### What is asked
Copy the data again, beginning at the line that has "as point(713, 145)." and stopping after the line that has "point(351, 588)". Add 55 to both coordinates of every answer point, and leave every other line as it stands.
##########
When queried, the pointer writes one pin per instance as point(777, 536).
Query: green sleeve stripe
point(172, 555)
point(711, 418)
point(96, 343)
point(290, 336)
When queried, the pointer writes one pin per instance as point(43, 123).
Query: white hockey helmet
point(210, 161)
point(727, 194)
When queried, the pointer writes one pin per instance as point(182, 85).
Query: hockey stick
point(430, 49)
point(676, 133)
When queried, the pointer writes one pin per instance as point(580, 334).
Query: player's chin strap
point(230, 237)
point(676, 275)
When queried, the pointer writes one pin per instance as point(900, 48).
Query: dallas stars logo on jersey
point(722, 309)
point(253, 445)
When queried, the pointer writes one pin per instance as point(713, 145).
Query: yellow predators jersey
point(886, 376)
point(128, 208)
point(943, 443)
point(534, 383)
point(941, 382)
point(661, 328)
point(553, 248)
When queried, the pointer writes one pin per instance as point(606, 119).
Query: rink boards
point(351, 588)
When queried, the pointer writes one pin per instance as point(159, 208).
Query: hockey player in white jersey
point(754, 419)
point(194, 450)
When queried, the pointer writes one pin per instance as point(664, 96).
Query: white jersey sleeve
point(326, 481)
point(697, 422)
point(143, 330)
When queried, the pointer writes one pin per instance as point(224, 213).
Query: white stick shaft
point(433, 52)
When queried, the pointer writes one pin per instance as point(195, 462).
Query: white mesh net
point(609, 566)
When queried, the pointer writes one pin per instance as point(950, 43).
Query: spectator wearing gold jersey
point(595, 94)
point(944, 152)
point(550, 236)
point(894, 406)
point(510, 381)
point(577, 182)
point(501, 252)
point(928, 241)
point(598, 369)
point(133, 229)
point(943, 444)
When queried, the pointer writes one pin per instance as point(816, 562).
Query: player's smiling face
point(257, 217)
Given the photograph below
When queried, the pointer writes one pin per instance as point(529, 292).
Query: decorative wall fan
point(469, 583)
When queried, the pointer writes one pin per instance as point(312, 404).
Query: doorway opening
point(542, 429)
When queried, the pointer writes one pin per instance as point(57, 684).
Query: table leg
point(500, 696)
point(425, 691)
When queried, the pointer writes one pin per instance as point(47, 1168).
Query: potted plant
##########
### Solved problem
When queried, the pointer writes one pin per instance as point(713, 145).
Query: yellow predators jersey
point(941, 431)
point(183, 263)
point(998, 498)
point(589, 438)
point(996, 437)
point(716, 383)
point(608, 303)
When queried, the pointer writes one pin per instance as point(606, 119).
Query: rink boards
point(406, 643)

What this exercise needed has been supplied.